Short exercise:
Exactly reproduce each line of the listing that follows.

Information supplied:
━━━━━━━━━━━━━━━━━━━━

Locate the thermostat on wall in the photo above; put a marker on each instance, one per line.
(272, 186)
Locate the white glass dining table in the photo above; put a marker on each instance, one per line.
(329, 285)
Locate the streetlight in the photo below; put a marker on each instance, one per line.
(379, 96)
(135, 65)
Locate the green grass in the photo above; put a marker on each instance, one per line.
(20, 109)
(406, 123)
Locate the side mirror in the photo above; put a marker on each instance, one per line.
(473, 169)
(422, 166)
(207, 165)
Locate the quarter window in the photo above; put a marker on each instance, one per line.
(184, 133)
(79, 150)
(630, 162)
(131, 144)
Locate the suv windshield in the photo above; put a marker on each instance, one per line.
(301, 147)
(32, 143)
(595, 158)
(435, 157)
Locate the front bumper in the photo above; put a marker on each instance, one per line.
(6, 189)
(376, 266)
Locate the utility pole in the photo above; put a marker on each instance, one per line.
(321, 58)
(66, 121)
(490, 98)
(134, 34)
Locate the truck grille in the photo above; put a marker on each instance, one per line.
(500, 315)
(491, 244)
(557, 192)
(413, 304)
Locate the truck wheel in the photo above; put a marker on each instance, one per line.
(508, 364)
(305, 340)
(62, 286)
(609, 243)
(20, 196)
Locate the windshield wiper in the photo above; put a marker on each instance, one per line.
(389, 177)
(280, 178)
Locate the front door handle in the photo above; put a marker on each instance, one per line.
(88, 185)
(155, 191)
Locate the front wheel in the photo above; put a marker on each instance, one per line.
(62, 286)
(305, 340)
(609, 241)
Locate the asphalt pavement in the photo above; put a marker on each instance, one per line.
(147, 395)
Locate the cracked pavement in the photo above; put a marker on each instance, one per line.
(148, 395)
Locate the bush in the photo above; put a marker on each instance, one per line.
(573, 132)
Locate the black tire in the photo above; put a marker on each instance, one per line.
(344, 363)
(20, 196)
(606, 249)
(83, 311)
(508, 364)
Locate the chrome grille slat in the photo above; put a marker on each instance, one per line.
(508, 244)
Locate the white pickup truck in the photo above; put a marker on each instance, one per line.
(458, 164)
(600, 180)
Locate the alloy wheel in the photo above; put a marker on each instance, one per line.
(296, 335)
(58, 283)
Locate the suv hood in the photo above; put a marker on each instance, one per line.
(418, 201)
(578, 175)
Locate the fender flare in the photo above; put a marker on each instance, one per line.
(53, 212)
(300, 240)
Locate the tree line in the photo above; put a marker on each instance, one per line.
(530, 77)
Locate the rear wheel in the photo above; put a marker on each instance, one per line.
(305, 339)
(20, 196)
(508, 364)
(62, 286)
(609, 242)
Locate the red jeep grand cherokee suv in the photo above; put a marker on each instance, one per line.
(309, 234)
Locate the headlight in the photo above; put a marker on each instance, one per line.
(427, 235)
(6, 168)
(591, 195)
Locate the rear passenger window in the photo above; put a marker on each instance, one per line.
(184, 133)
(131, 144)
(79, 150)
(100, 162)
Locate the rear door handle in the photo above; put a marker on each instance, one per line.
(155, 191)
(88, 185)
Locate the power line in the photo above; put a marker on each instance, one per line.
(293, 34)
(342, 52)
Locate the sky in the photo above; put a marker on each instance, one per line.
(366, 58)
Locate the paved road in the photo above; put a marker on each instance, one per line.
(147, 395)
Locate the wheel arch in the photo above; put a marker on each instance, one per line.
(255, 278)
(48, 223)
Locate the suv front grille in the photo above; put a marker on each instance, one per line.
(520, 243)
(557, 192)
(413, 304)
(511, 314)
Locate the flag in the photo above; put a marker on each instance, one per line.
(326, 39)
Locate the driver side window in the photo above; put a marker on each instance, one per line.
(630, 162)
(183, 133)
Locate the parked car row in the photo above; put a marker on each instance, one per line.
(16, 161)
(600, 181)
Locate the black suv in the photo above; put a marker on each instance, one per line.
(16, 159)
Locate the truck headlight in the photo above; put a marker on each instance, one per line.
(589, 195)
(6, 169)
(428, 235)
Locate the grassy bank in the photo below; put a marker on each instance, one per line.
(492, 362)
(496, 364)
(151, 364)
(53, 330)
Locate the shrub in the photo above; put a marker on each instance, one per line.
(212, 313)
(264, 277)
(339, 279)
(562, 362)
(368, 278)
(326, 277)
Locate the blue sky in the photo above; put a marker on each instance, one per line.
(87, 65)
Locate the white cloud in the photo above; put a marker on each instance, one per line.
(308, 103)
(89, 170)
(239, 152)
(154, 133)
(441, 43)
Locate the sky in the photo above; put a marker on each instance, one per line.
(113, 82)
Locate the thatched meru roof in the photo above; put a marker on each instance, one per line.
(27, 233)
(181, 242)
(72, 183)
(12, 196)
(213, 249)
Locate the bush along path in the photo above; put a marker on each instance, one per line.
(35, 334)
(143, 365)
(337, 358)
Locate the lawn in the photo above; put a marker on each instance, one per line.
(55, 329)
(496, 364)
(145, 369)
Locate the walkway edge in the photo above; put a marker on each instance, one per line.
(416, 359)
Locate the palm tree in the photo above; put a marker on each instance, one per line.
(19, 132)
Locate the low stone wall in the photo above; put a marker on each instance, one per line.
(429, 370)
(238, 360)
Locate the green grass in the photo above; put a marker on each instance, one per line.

━━━━━━━━━━━━━━━━━━━━

The completed task:
Locate the thermostat on wall in the photo above; put a marker on each instance, one per line.
(272, 186)
Locate the white glass dining table in the photo above; put a marker on each instance, one per line.
(329, 285)
Locate the streetlight in the photo below; put a marker on each instance, one per line.
(379, 96)
(135, 65)
Locate the green grass in the photo above; put a marker on each instance, one per line.
(20, 109)
(406, 123)
Locate the side mirror in the photo above; put a marker on each instance, one per line.
(473, 169)
(422, 166)
(207, 165)
Locate the quarter window in the photo above; put a marker on each instance, one per line.
(184, 133)
(79, 150)
(630, 162)
(131, 144)
Locate the suv windshield in the photo above; put a marker on each instance, one per line.
(301, 147)
(32, 143)
(595, 158)
(435, 157)
Locate the front bumper in the photo above; put a marker on each instance, one per line.
(6, 189)
(376, 266)
Locate the utility pole in the photo above; put a marker on each instance, one per line.
(321, 58)
(66, 121)
(490, 98)
(134, 34)
Locate the truck grille in the photo above; put a marker on each instance, one per line.
(500, 315)
(491, 244)
(557, 192)
(413, 304)
Locate the truck wheel in the photo above; put a marker on each instance, one per line.
(508, 364)
(305, 340)
(62, 286)
(609, 243)
(20, 196)
Locate the windshield wiper in the photo above; put a marker on each instance, one per line.
(389, 177)
(280, 178)
Locate the front door handle in the photo above; put a marker on each instance, one per line.
(88, 185)
(155, 191)
Locate the front wheel in the photo above; put a marker on each instance, one per line.
(62, 286)
(305, 340)
(609, 241)
Locate the asphalt pavement in the photo above; put a marker on each instance, one per line.
(147, 395)
Locate the cracked pavement in the photo above; put a marker on each instance, one per line.
(148, 395)
Locate the bush in the photo above; put a marker on each instance, one per line.
(573, 132)
Locate the black tire in the photo above; put a marker on each instance, one per line.
(344, 363)
(20, 196)
(606, 249)
(83, 311)
(508, 364)
Locate the chrome grille slat in the photo above; put a marker on each instance, one per line.
(508, 244)
Locate the white pickup truck in the photo above; put a marker on each instance, one per line.
(458, 164)
(600, 180)
Locate the alloy wheel in the photo above; put a marker on each instance, one per line.
(296, 335)
(58, 283)
Locate the suv hood in the photo above; put a marker on each instance, one per line.
(418, 201)
(578, 175)
Locate the fender flare in the photo above; put a marker on each instance, one per line.
(53, 212)
(300, 240)
Locate the tree line in the photo above; put a marker on each instance, one per line.
(530, 77)
Locate the rear wheel in the photo above; put a marker on each instance, one per line.
(305, 339)
(20, 196)
(508, 364)
(62, 286)
(609, 242)
Locate the red jeep grand cherokee suv in the photo above; put a marker on each instance, one per line.
(309, 234)
Locate the headlight in the photo above; put a marker on each instance, one per line.
(427, 235)
(6, 168)
(591, 195)
Locate the rear passenger window in the photo above; put a marker on each instance, one per line.
(184, 133)
(131, 144)
(79, 150)
(100, 162)
Locate the rear door handle in the photo above; put a marker on each instance, one per line.
(155, 191)
(88, 185)
Locate the power line in the photo above; put a marker on each instance, one per line.
(293, 34)
(342, 52)
Locate the sky in the photo above; put a marker on each instance, one per line.
(366, 58)
Locate the paved road in the photo above; put a marker on each instance, one per line.
(147, 395)
Locate the wheel arch in the photo above; put a marker on each instance, one per line.
(255, 278)
(48, 223)
Locate the suv front grille in the photo above; put a marker on each instance, one per line.
(520, 243)
(557, 192)
(413, 304)
(511, 314)
Locate the flag in the photo above; put a marker on each instance, one per line.
(326, 39)
Locate the driver side window in the photo above; put a marker on each instance, one per line.
(630, 162)
(183, 133)
Locate the parked car row in the photo above; put a marker on each instance, one per line.
(16, 161)
(600, 181)
Locate the black suv in the photo above; put a marker on each instance, one per line.
(16, 159)
Locate the truck headlight in the photo above; put a marker on each instance, one per line.
(589, 195)
(6, 169)
(428, 235)
Locate the grassy bank in the photo below; put a marker on each instance, one per line.
(492, 362)
(496, 364)
(151, 364)
(53, 330)
Locate the shrub in the photo above; put a marker on each instance, one per line.
(212, 313)
(264, 277)
(339, 279)
(562, 362)
(368, 278)
(326, 277)
Locate the blue sky in the photo above; put a marker on each instance, one per line.
(87, 65)
Locate the white cloud in the photo above; put a marker on each instance, one per line.
(308, 103)
(89, 170)
(239, 152)
(154, 133)
(441, 43)
Locate the sky in the photo above; put a marker on each instance, one per line.
(113, 82)
Locate the thatched meru roof in the photo above; put a marker on each instance, one per line.
(27, 233)
(181, 242)
(72, 183)
(12, 196)
(213, 249)
Locate the bush along path in the photo above; put a marker on each instance, one per line.
(35, 334)
(143, 365)
(337, 358)
Locate the lawn in the photo above; put a marker on each instance, one per line.
(55, 329)
(496, 364)
(145, 369)
Locate the walkway edge in the photo above; put a marker on each instance, one per line.
(416, 359)
Locate the palm tree in the photo above; put a marker on each instance, one per line.
(19, 132)
Locate the low stone wall in the photo above; put a marker on each instance, one per line.
(429, 370)
(238, 360)
Locate the green grass in the photo above; put a marker on each instance, one per line.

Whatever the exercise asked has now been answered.